- Born: August 8, 1919 San Fernando, Cebu, Philippine Islands
- Died: February 5, 2016 (aged 96) Cebu City, Philippines
- Style: Doce Pares, Eskrido
- Rank: 12th Degree Black Belt in Cacoy Doce Pares 12th Degree Black Belt in Eskrido 10th Dan Black Belt in Pangamot 8th Degree Black Belt in Judo 8th Degree Black Belt in Ju-Jitsu 6th Degree Black Belt in Aikido 6th Degree Black Belt in Shorin-ryu Karate

= Ciriaco Cañete =

Filipino martial artist

Ciriaco "Cacoy" Cañete (August 8, 1919 – February 5, 2016) was a Filipino martial artist of the Doce Pares Eskrima Club. He was the last surviving member of the club, which was founded in January 1932. He was also a 12th degree black belt. His version of the Doce Pares Eskrima system is known as Cacoy Doce Pares. In 1951 he developed a personal system of his named Eskrido.

== Biography ==
Born in San Fernando, Cebu, in the Visayas region of the Philippines, Cañete was the youngest of twelve children. The martial art Eskrima was a tradition in his family, and he began training at age seven under his brother Filemon "Momoy" Cañete. Filemon had learned it from his father, Gregorio, and uncles Gavino, Pedro, and Juancho. Ciriaco Cañete was also trained in other martial arts, including ju-jitsu, boxing, judo, free style wrestling, Shorin-ryu karate, and aikido. Ciriaco "Cacoy" Canete is famous for fighting over 100 no-rules eskrima matches. He was the preeminent Doces Pares warrior.

Amid high interest in Filipino martial arts, Visayan martial arts practitioners formed the Doce Pares association in Cebu. In 1939, Cañete's elder brother Eulogio "Yoling" Cañete became president of Doce Pares. The organization became the longest-lasting martial arts organization in the Philippines, and was instrumental in popularizing the Filipino martial arts. Eulogio Cañete was president of Doce Pares until his death in 1988. Ciriaco Cañete served with the U.S. Army Forces Far East (USAFFE) during World War II; during the Japanese occupation, Ciriaco Cañete served as 2nd Lieutenant Combat Intelligence Officer, Cebu area (guerilla forces). In 1945, he was transferred to the 38th Military Police Company, where he served as Chief Instructor in Defense Tactics and trained the 38th & 39th MP companies stationed in Dumanjug, Cebu; after training was completed, Ciriaco Cañete was Military Police Detachment Commander and was stationed in Balamban and Tuburan, Cebu until his discharge in 1947. He studied at the University of Southern Philippines and taught martial arts in various Cebu schools.

——

[What this exercise asks]
a) Please list every member of the Cañete family named in the Ciriaco Cañete biography, not counting Ciriaco himself.
b) Continue the Ciriaco Cañete biography from its last sentence.
The entries after this point come from a different source than the Ciriaco Cañete biography.

[Supplied records]
——

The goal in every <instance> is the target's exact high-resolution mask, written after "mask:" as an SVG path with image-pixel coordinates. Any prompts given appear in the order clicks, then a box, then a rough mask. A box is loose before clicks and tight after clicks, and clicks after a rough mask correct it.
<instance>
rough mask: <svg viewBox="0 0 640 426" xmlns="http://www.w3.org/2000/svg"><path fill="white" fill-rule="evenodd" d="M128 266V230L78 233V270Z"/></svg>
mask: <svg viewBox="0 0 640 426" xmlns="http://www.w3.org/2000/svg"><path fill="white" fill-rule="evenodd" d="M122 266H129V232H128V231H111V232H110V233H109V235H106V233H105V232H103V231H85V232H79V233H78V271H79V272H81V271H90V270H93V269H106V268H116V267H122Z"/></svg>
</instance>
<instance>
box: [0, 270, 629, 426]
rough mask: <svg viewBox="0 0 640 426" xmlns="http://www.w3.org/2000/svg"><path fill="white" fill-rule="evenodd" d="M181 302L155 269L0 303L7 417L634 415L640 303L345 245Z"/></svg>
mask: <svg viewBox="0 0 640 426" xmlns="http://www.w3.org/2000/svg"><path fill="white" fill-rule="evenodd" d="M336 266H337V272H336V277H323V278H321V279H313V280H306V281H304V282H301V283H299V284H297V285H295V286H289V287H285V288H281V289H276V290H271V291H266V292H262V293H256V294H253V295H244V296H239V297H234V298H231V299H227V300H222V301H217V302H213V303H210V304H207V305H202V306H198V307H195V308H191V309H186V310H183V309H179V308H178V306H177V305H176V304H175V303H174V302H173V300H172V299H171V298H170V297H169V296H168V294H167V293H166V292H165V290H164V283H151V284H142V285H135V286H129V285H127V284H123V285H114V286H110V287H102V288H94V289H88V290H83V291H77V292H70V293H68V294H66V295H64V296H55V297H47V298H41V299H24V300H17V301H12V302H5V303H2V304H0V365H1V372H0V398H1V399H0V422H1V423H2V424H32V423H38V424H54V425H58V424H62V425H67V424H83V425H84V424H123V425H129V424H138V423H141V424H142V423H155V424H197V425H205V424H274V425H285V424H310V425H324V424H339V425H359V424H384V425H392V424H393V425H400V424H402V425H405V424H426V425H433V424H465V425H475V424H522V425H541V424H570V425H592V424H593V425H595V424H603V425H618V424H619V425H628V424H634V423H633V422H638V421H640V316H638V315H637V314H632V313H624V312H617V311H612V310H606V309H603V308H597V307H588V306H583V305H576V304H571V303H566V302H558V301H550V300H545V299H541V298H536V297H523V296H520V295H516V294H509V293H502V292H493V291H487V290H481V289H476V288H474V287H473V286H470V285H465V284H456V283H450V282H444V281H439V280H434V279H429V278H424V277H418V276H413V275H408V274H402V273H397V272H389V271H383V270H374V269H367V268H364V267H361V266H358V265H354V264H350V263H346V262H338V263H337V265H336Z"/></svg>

——

[Replies]
a) Filemon "Momoy" Cañete, Gregorio, Gavino, Pedro, Juancho, Eulogio "Yoling" Cañete

b)
In 1947 the Doce Pares club reorganized. Ciriaco "Cacoy" Cañete was senior single Olisi (stick) instructor, at the Doce Pares club. He also taught pangamot (empty hand versus weapons). The single stick is a training weapon used to represent a short sword, machete (bolo, pinute) or knife. During this time Cacoy Cañete revolutionized the use of the stick, incorporating traditional linear strikes (corto orihinal) with hooking strikes, butts, thrusts and developing a system of curving and circular strikes (corto kurbada); the strikes were used in conjunction with traps, locks, throws and disarms. Cañete began incorporating concepts of pangamot, ju jitsu and judo into his system as early as 1948; later incorporating aikido into his combat system. "Eskrido" or 'way of eskrima" was the name Cacoy Cañete gave to this revolutionary system of single stick combat.

By 1952, Cacoy Cañete was the chief instructor in single olisi, pangamut (empty hand techniques) and eskrido; his brother Filemon remained the senior instructor in espada y daga or olisi y daga.

Cacoy Cañete was instrumental in popularizing eskrima in the Philippines. During the 1970s, he met with other members of the Cebu Eskrima Society and spearheaded the movement to create a unified regional and national tournaments with sport rules, to popularize art of eskrima. Up until this time, eskrima matches had been fought with no rules and no protective gear; eskrima skills were to protect oneself from multiple armed attackers.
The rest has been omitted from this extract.